- Tarea -
Resume en dos oraciones el texto sobre los viajes y el turismo de masas.

- Texto de origen -
•••••

Cada cual regresa con sus ecos a esta época -sólo se inaugura cuando sucede la infancia y cada día es un descubrimiento que borra las huellas de las huellas anteriores- en busca de cumplir una promesa nueva o la de todos los años. A uno mismo o a quien nos acompaña cooperando en los horizontes del viaje. Otras veces se trata de hacer lo postergado entre la pereza y la urgencia. Escribir; pintar; arreglar la casa del pueblo o de la costa; ponerse a dieta; reencontrarse con un idioma mustio por desuso; leer los clásicos de las aventuras que nos adiestraron la imaginación y la épica, a los maestros que nos enseñaron advertencias, y Océano mar de Alessandro Baricco o a Truman Capote y su Crucero de verano. Es importante también respirar paisajes donde el silencio no enmohece y campa salvaje; habitar una playa entre volcanes y mareas que mudan de su vientre la temperatura de su color; viajar a la Historia entre páginas de piedras que fueron oráculo de ofrendas y de batallas, templos de amor afrodisiaco, la mirada hacia Dios de los hombres. Recuerdo un julio recorriendo el románico en un Dos Caballos rojo, y otro a bordo de un velero que me recordaba el Martha Mckeen de Wellfleet de Hopper. Guardo la calurosa luz de Sorolla un agosto seducido por las descendientes de las Bañistas en Llané de Dalí, y el que tracé la ruta en busca de Ulises y del favor de una sirena con la que fugarse alrededor de las islas de un mediterráneo, cuyos renglones nocturnos susurran numerosas historias de literatura.

He de reconocer que estos destinos son cada vez más difíciles de saborear en su plenitud porque la embriaguez del turismo de masas va convirtiendo la belleza y la tranquilidad en un bullicio contaminándolo todo. Lo que antes eran parajes a los que resultaba imposible acceder en coche, y sólo desembarcaba uno a pie entre veredas difíciles o en lanchas de fin de semana son ahora un parque de suvenires para el consumidor de emociones con selfies, violentado su lirismo de lo inexpugnable por las motos acuáticas, y la fuerza sin límites del todoterreno. Ningún lugar es inmune.

Ni siquiera la lejana Islandia, que tendrá este año 2,4 millones de visitantes y donde también los apartamentos turísticos han creado una burbuja inmobiliaria. El turismo ha hecho boom, y seguimos ignorando las consecuencias que tendrá su mega explosión.

•••••

- Datos proporcionados -
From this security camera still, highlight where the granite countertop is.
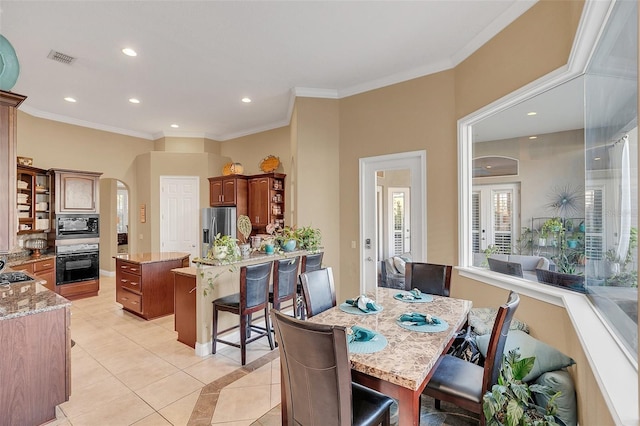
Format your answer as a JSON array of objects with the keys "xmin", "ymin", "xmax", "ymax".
[
  {"xmin": 0, "ymin": 281, "xmax": 71, "ymax": 321},
  {"xmin": 171, "ymin": 266, "xmax": 198, "ymax": 277},
  {"xmin": 113, "ymin": 251, "xmax": 190, "ymax": 263},
  {"xmin": 307, "ymin": 287, "xmax": 472, "ymax": 390},
  {"xmin": 192, "ymin": 250, "xmax": 315, "ymax": 266},
  {"xmin": 7, "ymin": 252, "xmax": 56, "ymax": 268}
]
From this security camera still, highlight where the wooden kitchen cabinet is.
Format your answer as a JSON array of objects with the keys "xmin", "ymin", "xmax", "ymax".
[
  {"xmin": 0, "ymin": 302, "xmax": 71, "ymax": 425},
  {"xmin": 209, "ymin": 175, "xmax": 247, "ymax": 211},
  {"xmin": 32, "ymin": 258, "xmax": 56, "ymax": 291},
  {"xmin": 16, "ymin": 165, "xmax": 51, "ymax": 234},
  {"xmin": 115, "ymin": 252, "xmax": 189, "ymax": 320},
  {"xmin": 173, "ymin": 267, "xmax": 197, "ymax": 348},
  {"xmin": 0, "ymin": 90, "xmax": 27, "ymax": 253},
  {"xmin": 50, "ymin": 169, "xmax": 102, "ymax": 214},
  {"xmin": 249, "ymin": 173, "xmax": 286, "ymax": 232}
]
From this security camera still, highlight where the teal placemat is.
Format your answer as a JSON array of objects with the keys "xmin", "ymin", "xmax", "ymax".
[
  {"xmin": 393, "ymin": 291, "xmax": 433, "ymax": 303},
  {"xmin": 396, "ymin": 317, "xmax": 449, "ymax": 333},
  {"xmin": 338, "ymin": 302, "xmax": 384, "ymax": 315},
  {"xmin": 348, "ymin": 332, "xmax": 387, "ymax": 354}
]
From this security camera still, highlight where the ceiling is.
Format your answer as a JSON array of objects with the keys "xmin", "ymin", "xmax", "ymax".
[{"xmin": 0, "ymin": 0, "xmax": 535, "ymax": 140}]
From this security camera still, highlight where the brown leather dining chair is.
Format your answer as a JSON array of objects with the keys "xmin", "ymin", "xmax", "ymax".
[
  {"xmin": 300, "ymin": 252, "xmax": 324, "ymax": 273},
  {"xmin": 296, "ymin": 252, "xmax": 324, "ymax": 319},
  {"xmin": 271, "ymin": 310, "xmax": 393, "ymax": 426},
  {"xmin": 404, "ymin": 262, "xmax": 452, "ymax": 297},
  {"xmin": 269, "ymin": 256, "xmax": 300, "ymax": 316},
  {"xmin": 422, "ymin": 291, "xmax": 520, "ymax": 425},
  {"xmin": 300, "ymin": 267, "xmax": 336, "ymax": 318},
  {"xmin": 211, "ymin": 262, "xmax": 274, "ymax": 365}
]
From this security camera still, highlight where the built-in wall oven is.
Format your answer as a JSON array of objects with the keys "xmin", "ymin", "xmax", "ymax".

•••••

- Resultado de la tarea -
Cada cual regresa a esta época para cumplir una promesa o hacer lo postergado, como escribir, pintar, arreglar la casa, leer a los clásicos o viajar a paisajes silenciosos, playas y lugares cargados de historia. Sin embargo, el turismo de masas va convirtiendo esos destinos, antes de difícil acceso, en un bullicio que lo contamina todo, y ningún lugar es inmune, ni siquiera Islandia, que tendrá este año 2,4 millones de visitantes.